Exercise text START

Red-tape removal ‘key to growth’

Article by Rosie Lewis.

Industry and Science Minister Karen Andrews has issued a call to arms to the states and territories to cut red tape and encourage project approvals or upgrades to help Australia recover from the coronavirus crisis.

In an address to the National Press Club on Wednesday, Ms Andrews will also reject any push to nationalise industries or create government-owned entities, saying that history has proven “the folly of that approach”.

She will say the government will prioritise securing the nation’s economic sovereignty by building an even stronger manufacturing sector, with simplifying red tape and regulation crucial.

But she warns that complete self-sufficiency should not be the end goal.

“Manufacturing Australia cite the fact that a factory can be proposed , approved, built and operational in America in less time than it takes to jump the very first approval hurdle in Australia. That’s simply not good enough,” she says in an advance copy of her speech.

“I see a big role for governments in streamlining those processes and facilitating new project approvals or upgrades. That’s one of the big lessons we take out of what we’ve achieved in our pandemic response. We’ve seen what is possible if we facilitate, rather than overregulate.”

Exercise text END
Available data START

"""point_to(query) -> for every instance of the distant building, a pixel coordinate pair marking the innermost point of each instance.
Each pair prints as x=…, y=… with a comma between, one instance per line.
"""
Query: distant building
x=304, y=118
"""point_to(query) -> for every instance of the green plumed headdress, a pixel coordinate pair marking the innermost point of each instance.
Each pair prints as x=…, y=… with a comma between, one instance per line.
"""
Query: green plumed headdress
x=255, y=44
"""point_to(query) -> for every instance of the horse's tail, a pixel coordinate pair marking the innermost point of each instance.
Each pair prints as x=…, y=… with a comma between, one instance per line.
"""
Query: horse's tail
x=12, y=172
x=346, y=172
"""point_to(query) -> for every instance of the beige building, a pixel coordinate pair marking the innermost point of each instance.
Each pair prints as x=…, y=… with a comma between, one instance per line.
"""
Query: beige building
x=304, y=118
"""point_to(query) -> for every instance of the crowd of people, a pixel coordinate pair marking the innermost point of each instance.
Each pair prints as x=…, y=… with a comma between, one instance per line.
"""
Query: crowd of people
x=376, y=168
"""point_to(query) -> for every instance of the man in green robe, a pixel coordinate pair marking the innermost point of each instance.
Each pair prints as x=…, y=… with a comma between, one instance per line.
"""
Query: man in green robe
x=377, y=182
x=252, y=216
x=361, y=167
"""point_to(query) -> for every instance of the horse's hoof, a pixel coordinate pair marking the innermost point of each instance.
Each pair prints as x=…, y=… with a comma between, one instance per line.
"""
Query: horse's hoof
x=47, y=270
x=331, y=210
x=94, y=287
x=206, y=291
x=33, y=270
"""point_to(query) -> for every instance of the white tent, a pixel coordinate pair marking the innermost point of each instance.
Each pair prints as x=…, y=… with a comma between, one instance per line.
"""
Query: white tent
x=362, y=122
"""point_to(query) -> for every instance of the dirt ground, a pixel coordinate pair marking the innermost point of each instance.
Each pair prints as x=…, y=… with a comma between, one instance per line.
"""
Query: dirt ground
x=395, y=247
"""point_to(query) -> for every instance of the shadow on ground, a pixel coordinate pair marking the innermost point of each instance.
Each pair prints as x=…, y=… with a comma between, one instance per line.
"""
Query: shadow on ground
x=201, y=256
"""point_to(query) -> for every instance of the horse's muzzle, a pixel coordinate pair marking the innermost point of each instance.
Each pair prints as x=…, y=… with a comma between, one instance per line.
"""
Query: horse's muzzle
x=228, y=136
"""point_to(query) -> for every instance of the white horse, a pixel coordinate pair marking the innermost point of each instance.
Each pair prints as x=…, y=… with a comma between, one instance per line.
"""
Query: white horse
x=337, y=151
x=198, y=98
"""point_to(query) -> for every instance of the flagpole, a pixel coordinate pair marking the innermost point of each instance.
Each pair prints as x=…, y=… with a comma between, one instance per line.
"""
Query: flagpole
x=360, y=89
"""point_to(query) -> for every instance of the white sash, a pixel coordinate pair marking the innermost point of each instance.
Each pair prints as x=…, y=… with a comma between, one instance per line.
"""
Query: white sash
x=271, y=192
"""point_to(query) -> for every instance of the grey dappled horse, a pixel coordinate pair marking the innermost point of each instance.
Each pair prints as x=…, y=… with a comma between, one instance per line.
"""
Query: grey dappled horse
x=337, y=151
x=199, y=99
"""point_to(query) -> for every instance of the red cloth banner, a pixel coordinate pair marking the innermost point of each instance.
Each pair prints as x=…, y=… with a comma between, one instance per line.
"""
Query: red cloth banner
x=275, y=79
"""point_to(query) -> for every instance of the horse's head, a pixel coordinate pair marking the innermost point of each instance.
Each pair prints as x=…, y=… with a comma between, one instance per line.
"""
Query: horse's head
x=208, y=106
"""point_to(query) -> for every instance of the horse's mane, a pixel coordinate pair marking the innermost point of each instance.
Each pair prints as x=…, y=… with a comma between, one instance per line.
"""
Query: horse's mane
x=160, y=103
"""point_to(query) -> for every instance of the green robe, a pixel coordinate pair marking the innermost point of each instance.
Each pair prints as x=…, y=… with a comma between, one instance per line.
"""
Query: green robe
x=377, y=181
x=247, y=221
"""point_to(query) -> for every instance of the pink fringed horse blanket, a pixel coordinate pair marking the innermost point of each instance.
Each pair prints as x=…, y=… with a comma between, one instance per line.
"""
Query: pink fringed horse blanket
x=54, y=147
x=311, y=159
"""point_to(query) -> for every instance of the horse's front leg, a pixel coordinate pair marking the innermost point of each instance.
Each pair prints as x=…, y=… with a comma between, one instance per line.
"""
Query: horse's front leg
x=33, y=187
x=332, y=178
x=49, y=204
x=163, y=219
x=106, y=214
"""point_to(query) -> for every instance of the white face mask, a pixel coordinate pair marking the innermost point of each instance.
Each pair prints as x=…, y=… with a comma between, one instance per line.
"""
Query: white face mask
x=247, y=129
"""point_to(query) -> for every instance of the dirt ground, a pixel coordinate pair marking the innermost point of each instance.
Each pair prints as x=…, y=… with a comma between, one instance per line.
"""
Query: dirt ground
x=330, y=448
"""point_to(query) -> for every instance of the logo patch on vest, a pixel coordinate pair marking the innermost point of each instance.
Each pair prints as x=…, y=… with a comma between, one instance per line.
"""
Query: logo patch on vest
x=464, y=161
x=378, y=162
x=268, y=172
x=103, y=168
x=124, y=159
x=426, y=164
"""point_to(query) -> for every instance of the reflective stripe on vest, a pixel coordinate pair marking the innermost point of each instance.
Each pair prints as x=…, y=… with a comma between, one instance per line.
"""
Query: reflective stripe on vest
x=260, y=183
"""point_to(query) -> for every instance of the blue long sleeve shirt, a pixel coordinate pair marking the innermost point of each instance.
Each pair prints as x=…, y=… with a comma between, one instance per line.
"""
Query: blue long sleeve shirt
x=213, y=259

Available data END

Problem: Output the part of the article on red-tape removal from "She will say" up to and including "of her speech.", word for word. The records are separate material and have nothing to do with the article.

Response to this task:
She will say the government will prioritise securing the nation’s economic sovereignty by building an even stronger manufacturing sector, with simplifying red tape and regulation crucial.

But she warns that complete self-sufficiency should not be the end goal.

“Manufacturing Australia cite the fact that a factory can be proposed , approved, built and operational in America in less time than it takes to jump the very first approval hurdle in Australia. That’s simply not good enough,” she says in an advance copy of her speech.